■ REQUIRED WORK:
Please report each line in the data below that contains the string "gravel" and copy every such line in full.

■ PROVIDED MATERIAL:
------

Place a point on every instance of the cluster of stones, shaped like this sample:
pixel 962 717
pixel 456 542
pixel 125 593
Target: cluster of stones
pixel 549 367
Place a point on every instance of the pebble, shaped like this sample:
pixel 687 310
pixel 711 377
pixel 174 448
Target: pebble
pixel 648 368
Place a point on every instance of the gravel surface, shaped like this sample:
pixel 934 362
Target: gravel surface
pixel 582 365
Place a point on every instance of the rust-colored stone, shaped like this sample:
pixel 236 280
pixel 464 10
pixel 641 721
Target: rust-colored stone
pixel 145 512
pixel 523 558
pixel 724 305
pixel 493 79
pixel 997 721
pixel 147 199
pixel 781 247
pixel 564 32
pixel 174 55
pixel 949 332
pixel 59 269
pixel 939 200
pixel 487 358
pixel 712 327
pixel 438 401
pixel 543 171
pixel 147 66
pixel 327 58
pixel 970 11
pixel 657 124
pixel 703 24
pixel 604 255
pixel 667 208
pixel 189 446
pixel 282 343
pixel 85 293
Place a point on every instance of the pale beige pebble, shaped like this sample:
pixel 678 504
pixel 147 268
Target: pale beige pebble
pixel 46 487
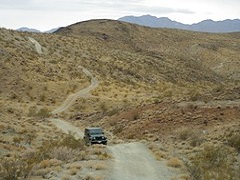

------

■ FULL RESPONSE:
Place a point on every instance of the gravel surface, shaped like this sample:
Target: gravel surface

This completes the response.